Recorded data:

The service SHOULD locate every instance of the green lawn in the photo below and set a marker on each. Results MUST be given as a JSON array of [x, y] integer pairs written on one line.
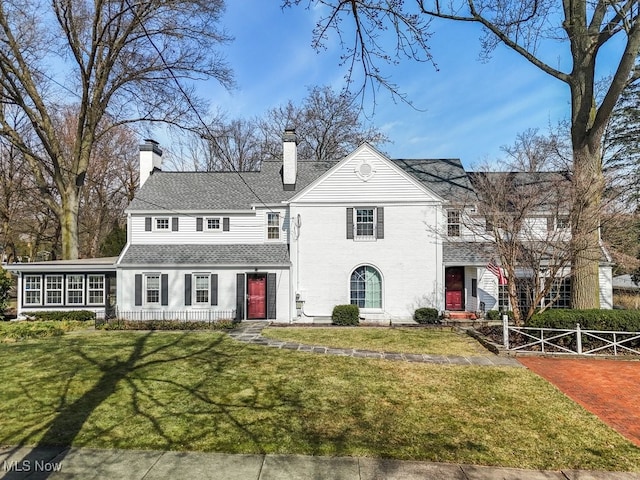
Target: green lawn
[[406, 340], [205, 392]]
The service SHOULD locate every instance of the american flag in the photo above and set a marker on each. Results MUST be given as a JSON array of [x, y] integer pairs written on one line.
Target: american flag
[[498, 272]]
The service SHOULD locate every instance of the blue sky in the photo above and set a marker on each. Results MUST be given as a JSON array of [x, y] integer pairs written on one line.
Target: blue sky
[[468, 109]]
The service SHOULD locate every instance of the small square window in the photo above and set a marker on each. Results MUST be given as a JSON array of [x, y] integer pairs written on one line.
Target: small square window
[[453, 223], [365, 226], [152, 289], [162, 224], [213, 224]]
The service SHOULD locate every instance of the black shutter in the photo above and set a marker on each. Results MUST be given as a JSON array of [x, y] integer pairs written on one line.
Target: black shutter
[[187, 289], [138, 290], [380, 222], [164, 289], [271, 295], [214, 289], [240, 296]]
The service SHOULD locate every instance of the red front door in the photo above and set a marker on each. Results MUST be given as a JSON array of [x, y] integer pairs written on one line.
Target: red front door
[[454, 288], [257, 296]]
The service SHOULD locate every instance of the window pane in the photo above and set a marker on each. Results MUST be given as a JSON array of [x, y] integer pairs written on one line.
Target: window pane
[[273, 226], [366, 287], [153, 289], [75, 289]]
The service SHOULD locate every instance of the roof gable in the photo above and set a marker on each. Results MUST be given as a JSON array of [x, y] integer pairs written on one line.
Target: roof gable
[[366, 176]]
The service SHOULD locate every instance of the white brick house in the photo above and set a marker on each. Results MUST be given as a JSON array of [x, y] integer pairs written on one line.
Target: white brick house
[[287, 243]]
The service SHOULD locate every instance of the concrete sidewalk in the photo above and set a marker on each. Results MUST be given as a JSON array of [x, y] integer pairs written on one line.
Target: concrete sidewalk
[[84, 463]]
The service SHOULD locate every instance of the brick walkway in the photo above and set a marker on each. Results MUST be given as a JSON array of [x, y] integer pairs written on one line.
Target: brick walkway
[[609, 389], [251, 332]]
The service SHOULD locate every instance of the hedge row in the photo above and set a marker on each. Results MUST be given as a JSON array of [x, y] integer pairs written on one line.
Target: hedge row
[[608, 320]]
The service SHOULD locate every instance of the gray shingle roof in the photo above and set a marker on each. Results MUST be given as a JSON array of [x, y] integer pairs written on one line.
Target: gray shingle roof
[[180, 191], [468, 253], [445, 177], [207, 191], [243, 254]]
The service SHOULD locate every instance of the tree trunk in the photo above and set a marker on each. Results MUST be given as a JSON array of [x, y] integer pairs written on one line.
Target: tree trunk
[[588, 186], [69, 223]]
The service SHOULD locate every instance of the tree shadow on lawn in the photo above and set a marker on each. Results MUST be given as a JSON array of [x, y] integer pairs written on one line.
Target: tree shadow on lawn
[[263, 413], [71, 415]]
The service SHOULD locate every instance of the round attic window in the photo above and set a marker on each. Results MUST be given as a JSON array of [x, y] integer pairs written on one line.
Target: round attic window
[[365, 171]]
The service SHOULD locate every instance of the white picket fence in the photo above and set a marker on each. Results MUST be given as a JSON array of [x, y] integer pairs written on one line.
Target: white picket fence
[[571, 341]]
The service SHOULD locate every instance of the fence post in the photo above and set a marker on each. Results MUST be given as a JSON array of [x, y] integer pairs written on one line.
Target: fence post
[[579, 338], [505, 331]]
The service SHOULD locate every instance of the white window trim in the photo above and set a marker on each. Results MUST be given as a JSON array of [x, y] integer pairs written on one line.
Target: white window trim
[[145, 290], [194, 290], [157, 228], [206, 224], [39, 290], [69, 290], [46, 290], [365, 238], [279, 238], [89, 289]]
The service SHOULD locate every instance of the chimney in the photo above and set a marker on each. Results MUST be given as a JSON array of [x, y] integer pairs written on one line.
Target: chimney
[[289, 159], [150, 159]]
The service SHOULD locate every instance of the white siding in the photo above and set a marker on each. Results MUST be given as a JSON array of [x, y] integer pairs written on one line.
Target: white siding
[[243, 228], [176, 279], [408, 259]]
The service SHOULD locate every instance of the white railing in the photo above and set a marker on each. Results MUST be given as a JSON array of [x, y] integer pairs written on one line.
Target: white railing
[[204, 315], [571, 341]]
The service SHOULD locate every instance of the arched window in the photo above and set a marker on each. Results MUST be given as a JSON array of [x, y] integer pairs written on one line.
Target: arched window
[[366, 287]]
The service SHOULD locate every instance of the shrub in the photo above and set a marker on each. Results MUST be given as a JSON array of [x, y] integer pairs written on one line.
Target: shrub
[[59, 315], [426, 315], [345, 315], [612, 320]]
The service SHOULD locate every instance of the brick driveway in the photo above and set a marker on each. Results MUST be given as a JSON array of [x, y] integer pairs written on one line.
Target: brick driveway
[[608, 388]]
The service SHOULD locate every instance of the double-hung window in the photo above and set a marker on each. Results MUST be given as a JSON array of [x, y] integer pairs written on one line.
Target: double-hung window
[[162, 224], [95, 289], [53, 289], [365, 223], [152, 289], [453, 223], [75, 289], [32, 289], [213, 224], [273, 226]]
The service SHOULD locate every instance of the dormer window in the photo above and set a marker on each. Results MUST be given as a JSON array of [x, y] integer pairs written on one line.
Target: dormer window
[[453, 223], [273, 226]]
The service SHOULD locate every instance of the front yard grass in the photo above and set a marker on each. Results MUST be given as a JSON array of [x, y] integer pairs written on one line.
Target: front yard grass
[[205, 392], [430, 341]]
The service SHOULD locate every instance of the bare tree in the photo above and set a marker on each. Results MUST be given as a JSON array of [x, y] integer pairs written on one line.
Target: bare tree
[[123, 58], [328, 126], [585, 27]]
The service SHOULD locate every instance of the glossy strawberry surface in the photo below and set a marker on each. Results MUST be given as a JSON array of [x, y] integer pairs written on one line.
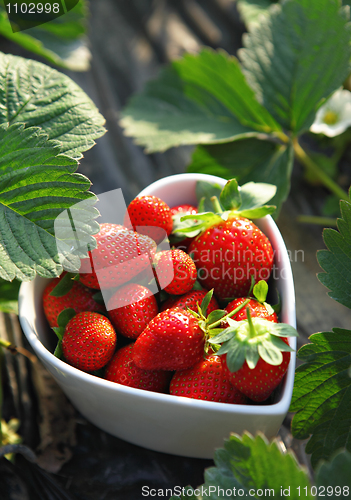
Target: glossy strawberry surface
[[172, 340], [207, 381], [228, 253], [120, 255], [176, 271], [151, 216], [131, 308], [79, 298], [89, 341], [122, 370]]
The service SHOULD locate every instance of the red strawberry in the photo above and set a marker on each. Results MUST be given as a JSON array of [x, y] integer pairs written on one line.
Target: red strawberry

* [Aim of the exercise]
Wherever a line of the data above contains "below", copy that line.

* [Exercise solution]
The service SHOULD locate every instance of the green lawn in the photo below and set a marker on each. Results MUST be given as a JSON array of [x, y] integer pairs written on one line.
The service SHOULD locate every instance of the glossy strawberry surface in the photo below and set a marker on each. Results MUST be given as a JSON array of [x, y] integer pairs written on one line.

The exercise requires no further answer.